→ **Task objective**: Copy every line of the data below verbatim, with no changes.

→ **Records supplied**:
————

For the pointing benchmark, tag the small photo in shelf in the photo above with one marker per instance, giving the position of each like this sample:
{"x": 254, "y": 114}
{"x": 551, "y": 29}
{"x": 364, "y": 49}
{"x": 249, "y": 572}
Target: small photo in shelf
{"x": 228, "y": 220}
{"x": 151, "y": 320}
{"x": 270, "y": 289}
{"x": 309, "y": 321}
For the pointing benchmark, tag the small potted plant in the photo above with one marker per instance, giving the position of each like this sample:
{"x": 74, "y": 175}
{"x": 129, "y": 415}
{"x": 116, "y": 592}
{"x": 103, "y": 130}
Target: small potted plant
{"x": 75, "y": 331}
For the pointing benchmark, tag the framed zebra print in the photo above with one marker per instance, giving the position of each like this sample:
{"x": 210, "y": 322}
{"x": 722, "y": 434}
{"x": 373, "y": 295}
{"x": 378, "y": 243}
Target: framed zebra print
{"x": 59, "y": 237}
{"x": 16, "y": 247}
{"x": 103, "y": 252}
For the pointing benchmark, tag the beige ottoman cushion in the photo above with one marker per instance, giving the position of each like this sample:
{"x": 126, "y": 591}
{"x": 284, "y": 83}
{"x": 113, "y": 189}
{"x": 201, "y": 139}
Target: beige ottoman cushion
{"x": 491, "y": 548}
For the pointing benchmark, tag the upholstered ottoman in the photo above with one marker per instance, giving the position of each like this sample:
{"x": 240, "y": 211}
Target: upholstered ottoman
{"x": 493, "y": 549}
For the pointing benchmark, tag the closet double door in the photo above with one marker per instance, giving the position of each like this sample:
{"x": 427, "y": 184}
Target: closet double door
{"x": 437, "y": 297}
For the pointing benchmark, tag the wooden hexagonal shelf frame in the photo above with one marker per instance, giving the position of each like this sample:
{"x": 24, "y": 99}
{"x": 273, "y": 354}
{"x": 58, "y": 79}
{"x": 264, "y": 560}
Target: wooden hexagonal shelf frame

————

→ **Result of this task**:
For the pointing benchmark, tag the small photo in shelf in the photo above with one marker per instance, giving the position of each like this sample:
{"x": 254, "y": 114}
{"x": 551, "y": 29}
{"x": 364, "y": 49}
{"x": 249, "y": 572}
Target: small photo in shelf
{"x": 228, "y": 220}
{"x": 151, "y": 320}
{"x": 270, "y": 289}
{"x": 309, "y": 321}
For the pointing benchmark, tag the small potted plant in the photo above with one marker per instance, giving the position of each like this sample:
{"x": 74, "y": 175}
{"x": 129, "y": 415}
{"x": 116, "y": 592}
{"x": 103, "y": 130}
Target: small potted plant
{"x": 75, "y": 331}
For the pointing benchmark, tag the framed zebra print in the photo above with one marker per instance, giving the position of each like this sample:
{"x": 210, "y": 322}
{"x": 722, "y": 434}
{"x": 373, "y": 295}
{"x": 378, "y": 243}
Target: framed zebra print
{"x": 59, "y": 237}
{"x": 16, "y": 247}
{"x": 103, "y": 252}
For the pointing benchmark, tag the beige ottoman cushion in the photo above with one marker per instance, giving the position of each like this sample:
{"x": 126, "y": 591}
{"x": 284, "y": 83}
{"x": 113, "y": 189}
{"x": 201, "y": 139}
Target: beige ottoman cushion
{"x": 491, "y": 548}
For the pointing benchmark, tag the upholstered ottoman in the photo above with one marker per instance, giving the position of each like this sample:
{"x": 240, "y": 211}
Target: upholstered ottoman
{"x": 493, "y": 549}
For the pointing benchmark, tag the closet double door in the photo above with one marker per instance, giving the position of each like this sample:
{"x": 427, "y": 184}
Target: closet double door
{"x": 437, "y": 297}
For the pointing benchmark, tag the wooden hexagonal shelf frame in the photo above with one marker per instance, giving the position of each like this sample:
{"x": 24, "y": 99}
{"x": 273, "y": 354}
{"x": 58, "y": 79}
{"x": 264, "y": 560}
Target: wooden hexagonal shelf frame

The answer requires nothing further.